PASSAGE SHOWN =

--- begin ---

Treat a variable as a factor, or interacts a variable with a factor. Values to be dropped/kept from the factor can be easily set. Note that to interact fixed-effects, this function should not be used: instead use directly the syntax fe1^fe2.

i(factor_var, var, ref, keep, bin, ref2, keep2, bin2, ...)

Arguments

factor_var

A vector (of any type) that will be treated as a factor. You can set references (i.e. exclude values for which to create dummies) with the ref argument.

var

A variable of the same length as factor_var. This variable will be interacted with the factor in factor_var. It can be numeric or factor-like. To force a numeric variable to be treated as a factor, you can add the i. prefix to a variable name. For instance take a numeric variable x_num: i(x_fact, x_num) will treat x_num as numeric while i(x_fact, i.x_num) will treat x_num as a factor (it's a shortcut to as.factor(x_num)).

--- end ---

WHAT TO WORK ON =
[A] List every named argument in the usage line of the i() function documentation, leaving out the trailing dots.
[B] Please quote the i() function documentation between "A variable of" and "shortcut to as.factor(x_num)).", inclusive.
The listing that comes next has no connection to the i() function documentation.

SUPPLIED INFORMATION =
--- begin ---

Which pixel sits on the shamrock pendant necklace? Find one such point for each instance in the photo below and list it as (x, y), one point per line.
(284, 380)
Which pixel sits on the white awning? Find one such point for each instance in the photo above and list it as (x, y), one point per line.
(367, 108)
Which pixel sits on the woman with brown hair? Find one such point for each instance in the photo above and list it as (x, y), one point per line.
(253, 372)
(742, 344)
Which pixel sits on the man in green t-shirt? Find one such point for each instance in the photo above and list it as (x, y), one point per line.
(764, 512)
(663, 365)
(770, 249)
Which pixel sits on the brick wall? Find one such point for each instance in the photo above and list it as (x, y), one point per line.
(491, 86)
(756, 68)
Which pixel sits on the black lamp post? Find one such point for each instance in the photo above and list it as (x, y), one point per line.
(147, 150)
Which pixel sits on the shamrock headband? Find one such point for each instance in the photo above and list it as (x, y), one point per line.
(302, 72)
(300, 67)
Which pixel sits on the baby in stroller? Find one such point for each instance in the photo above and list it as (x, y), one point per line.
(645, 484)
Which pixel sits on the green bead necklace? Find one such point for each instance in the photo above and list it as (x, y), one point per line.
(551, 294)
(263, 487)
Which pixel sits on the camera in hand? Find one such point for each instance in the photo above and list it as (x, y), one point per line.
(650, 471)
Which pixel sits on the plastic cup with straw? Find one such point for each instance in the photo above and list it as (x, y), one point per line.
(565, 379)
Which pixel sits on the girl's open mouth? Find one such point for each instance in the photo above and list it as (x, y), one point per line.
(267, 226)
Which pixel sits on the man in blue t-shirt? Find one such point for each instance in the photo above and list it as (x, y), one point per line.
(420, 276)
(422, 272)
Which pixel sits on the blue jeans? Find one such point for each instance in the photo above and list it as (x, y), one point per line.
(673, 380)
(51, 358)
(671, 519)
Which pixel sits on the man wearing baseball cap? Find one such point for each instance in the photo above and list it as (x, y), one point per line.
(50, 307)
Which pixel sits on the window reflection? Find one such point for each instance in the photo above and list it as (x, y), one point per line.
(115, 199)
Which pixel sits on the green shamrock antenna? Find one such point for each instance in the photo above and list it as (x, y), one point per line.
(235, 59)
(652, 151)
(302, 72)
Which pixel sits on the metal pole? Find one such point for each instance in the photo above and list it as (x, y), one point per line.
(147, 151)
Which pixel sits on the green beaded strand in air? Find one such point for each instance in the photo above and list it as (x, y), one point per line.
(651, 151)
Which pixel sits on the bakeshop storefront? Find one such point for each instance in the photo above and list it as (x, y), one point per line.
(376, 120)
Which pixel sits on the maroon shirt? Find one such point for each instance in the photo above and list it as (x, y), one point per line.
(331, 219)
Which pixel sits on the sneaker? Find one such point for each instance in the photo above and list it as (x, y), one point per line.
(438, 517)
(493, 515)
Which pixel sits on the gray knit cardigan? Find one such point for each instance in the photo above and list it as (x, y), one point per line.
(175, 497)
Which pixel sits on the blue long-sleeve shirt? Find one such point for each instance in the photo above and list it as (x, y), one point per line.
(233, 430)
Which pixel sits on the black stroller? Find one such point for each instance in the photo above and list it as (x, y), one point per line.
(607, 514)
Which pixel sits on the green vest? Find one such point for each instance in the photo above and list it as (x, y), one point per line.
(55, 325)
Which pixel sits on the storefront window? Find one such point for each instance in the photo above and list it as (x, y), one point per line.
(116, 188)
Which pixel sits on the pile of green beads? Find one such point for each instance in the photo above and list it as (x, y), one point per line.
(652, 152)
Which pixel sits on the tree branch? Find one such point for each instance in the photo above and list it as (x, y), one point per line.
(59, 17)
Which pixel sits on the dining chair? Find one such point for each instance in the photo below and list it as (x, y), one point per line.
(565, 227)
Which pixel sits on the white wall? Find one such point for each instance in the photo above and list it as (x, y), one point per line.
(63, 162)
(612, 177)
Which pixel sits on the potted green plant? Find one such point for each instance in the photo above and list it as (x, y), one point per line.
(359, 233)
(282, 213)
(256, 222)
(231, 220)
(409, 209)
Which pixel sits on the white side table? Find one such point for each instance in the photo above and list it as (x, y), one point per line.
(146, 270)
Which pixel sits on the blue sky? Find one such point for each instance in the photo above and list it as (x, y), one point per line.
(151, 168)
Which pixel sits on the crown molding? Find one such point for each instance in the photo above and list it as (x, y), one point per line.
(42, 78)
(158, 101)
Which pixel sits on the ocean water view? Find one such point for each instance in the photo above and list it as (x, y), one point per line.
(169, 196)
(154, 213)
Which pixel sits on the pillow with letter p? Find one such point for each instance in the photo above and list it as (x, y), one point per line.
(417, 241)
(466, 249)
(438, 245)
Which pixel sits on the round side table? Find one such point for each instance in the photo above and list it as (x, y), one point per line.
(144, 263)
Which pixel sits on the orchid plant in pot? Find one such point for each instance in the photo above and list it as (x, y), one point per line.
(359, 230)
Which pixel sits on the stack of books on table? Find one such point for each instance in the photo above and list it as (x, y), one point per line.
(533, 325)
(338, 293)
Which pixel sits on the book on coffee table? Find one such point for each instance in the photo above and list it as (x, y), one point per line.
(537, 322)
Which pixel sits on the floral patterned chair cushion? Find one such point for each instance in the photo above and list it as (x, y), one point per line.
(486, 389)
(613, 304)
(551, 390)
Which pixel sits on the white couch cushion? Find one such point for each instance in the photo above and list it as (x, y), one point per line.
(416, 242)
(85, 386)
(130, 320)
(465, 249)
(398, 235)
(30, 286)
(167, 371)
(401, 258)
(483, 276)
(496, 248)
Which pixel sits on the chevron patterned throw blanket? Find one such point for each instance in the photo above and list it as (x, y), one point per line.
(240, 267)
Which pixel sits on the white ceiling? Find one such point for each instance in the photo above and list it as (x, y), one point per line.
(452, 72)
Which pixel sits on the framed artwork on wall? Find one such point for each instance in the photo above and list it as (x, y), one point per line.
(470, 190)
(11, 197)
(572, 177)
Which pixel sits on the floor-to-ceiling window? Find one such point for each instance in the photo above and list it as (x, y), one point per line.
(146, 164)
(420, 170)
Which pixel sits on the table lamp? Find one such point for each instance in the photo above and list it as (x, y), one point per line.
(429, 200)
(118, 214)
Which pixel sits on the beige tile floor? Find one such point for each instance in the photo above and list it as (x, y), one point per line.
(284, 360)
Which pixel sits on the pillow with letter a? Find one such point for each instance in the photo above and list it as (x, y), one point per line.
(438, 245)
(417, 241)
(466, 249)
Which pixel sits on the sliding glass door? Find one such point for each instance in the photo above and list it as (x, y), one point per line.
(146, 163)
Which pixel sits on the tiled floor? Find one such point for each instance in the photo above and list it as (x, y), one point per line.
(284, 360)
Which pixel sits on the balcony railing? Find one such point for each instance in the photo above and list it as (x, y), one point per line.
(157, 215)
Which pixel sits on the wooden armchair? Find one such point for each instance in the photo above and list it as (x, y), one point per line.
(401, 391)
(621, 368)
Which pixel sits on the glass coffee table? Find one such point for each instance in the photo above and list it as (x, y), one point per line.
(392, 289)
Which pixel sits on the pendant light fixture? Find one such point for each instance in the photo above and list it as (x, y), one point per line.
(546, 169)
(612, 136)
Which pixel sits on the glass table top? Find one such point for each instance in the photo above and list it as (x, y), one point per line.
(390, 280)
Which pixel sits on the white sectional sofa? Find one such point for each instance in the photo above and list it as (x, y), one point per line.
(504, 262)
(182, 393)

--- end ---

WRITTEN ANSWERS =
[A] factor_var, var, ref, keep, bin, ref2, keep2, bin2

[B]
A variable of the same length as factor_var. This variable will be interacted with the factor in factor_var. It can be numeric or factor-like. To force a numeric variable to be treated as a factor, you can add the i. prefix to a variable name. For instance take a numeric variable x_num: i(x_fact, x_num) will treat x_num as numeric while i(x_fact, i.x_num) will treat x_num as a factor (it's a shortcut to as.factor(x_num)).